*EXTRAIT CHOISI:*
───

On peut s'étonner qu'un phénomène capable d'apporter des bouleversements aussi complets et aussi rapides dans l'état physique du lac soit si rarement évoqué dans la littérature limnologique. C'est, peut-être, qu'il est impossible de l'observer au moyen d'un simple courantomètre. L'onde interne la plus rapide que nous ayons pu mesurer jusqu'à présent dans le Léman a provoqué localement un mouvement d'enfoncement de toute la stratification de 40 mètres en 3 jours. En vitesse moyenne, cela ne représente qu'un déplacement vertical de l'ordre de 1 cm/mn, ce qui est imperceptible aux appareils de mesure ordinaires (surtout dans le plan vertical).

6) L'état physico-chimique du lac vu en plan

Certains auteurs considèrent la zone située entre le delta de la Promentbouse et la Pointe d'Yvoire comme un peu particulière: les dimensions de la cuvette diminuent brusquement et la direction des vents dominants épouse plus ou moins celle de l'allongement du Petit Lac.

Il importe donc de compléter nos mesures par des observations relatives à d'autres régions du lac.

Pour cela, nous avons régulièrement mesuré, pendant deux étés consécutifs (1970-71), la température et la conductivité électrique de l'eau à toutes les profondeurs, en 17 stations réparties dans le polygone Morges-Amphion-Promenthoux-Nernier.

Deux éléments d'information principaux méritent d'être commentés:

1) Même en plein été, les surfaces isothermiques ne sont pas parallèles aux surfaces de même conductivité électrique (corrigée de l'effet température). Cela signifie que les qualités chimiques d'une couche d'eau définie par sa température ne sont pas constantes dans l'espace.

───

*CONSIGNE:* Recopiez fidèlement le passage de l'extrait sur le Léman qui va de « Pour cela, nous » jusqu'à « constantes dans l'espace. » inclus. Les entrées ci-après forment un matériau indépendant de l'extrait sur le Léman.

*DONNÉES À EXAMINER:*
───

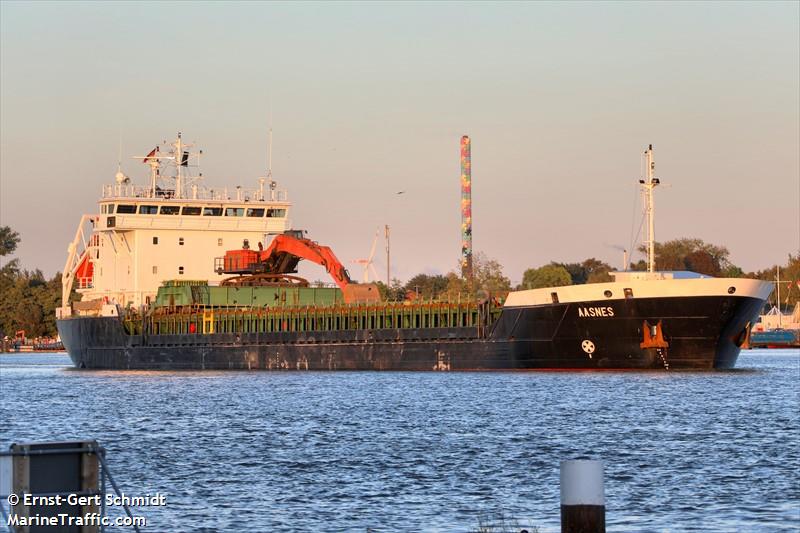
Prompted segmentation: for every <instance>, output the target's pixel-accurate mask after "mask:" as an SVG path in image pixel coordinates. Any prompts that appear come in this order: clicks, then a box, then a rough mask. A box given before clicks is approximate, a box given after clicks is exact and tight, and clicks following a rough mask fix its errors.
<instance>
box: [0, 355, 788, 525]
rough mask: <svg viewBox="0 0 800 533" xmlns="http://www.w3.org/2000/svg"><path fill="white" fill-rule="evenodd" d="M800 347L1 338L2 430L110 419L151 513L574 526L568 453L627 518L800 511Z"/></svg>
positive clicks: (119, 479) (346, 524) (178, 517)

───

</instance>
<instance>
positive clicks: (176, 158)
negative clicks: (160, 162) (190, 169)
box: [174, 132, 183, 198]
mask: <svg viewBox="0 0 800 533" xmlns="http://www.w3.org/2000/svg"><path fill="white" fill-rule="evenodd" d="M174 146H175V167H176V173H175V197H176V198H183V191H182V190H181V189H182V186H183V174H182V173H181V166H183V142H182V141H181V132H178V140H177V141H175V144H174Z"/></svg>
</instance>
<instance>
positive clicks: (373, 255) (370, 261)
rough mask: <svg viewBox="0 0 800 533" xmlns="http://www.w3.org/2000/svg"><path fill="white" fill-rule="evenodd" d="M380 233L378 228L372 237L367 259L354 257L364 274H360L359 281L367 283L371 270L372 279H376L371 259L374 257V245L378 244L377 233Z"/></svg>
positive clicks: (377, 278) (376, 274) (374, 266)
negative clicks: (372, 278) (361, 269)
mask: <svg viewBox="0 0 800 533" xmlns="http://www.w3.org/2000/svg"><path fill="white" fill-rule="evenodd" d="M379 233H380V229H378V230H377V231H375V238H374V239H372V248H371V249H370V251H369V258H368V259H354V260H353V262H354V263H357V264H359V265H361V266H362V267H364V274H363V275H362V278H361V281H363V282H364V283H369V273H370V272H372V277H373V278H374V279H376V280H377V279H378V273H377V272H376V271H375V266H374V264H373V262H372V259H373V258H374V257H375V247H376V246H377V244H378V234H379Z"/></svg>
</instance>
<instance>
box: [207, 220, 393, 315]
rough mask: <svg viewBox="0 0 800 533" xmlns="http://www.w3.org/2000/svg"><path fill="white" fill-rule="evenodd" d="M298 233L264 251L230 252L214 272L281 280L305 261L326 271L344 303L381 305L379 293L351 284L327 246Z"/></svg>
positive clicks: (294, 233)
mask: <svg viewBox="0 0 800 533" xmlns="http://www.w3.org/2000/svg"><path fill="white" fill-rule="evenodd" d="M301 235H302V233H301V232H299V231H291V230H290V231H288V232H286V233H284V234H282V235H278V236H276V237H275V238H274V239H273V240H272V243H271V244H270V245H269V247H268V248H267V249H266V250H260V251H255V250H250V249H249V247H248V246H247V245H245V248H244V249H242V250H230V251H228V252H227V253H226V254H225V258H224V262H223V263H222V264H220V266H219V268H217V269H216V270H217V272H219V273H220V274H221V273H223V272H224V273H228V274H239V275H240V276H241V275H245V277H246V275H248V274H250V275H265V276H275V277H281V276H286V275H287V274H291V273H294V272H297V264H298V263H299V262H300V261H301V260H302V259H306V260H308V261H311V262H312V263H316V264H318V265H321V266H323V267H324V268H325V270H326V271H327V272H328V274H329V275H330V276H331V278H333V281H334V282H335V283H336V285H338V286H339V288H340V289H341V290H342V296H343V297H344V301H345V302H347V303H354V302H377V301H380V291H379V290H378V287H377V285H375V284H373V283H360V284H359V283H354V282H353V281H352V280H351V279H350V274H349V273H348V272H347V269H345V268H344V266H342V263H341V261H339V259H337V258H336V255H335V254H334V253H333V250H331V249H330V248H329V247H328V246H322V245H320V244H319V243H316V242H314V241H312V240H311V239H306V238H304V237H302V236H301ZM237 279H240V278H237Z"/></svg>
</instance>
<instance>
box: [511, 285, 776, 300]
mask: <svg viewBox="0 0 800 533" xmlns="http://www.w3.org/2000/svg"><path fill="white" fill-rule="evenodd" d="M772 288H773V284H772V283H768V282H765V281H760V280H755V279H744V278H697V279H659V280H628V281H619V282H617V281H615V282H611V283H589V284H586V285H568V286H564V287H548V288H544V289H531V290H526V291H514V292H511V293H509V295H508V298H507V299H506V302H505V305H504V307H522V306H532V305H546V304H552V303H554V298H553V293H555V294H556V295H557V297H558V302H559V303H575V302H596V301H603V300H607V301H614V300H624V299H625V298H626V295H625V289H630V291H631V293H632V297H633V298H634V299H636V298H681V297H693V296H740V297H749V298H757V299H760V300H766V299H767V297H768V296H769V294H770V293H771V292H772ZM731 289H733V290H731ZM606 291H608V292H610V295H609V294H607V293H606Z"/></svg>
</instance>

───

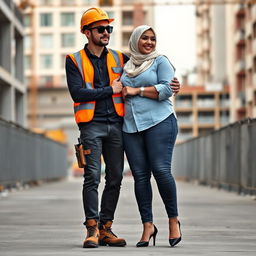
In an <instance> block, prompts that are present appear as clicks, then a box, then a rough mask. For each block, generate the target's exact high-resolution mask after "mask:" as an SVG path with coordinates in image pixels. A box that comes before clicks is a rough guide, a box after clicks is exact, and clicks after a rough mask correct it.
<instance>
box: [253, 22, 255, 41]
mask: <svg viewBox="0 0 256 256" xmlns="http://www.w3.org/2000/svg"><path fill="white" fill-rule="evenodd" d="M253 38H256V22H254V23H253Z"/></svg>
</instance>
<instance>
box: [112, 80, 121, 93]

───

*CORRIGÉ:*
Pour cela, nous avons régulièrement mesuré, pendant deux étés consécutifs (1970-71), la température et la conductivité électrique de l'eau à toutes les profondeurs, en 17 stations réparties dans le polygone Morges-Amphion-Promenthoux-Nernier.

Deux éléments d'information principaux méritent d'être commentés:

1) Même en plein été, les surfaces isothermiques ne sont pas parallèles aux surfaces de même conductivité électrique (corrigée de l'effet température). Cela signifie que les qualités chimiques d'une couche d'eau définie par sa température ne sont pas constantes dans l'espace.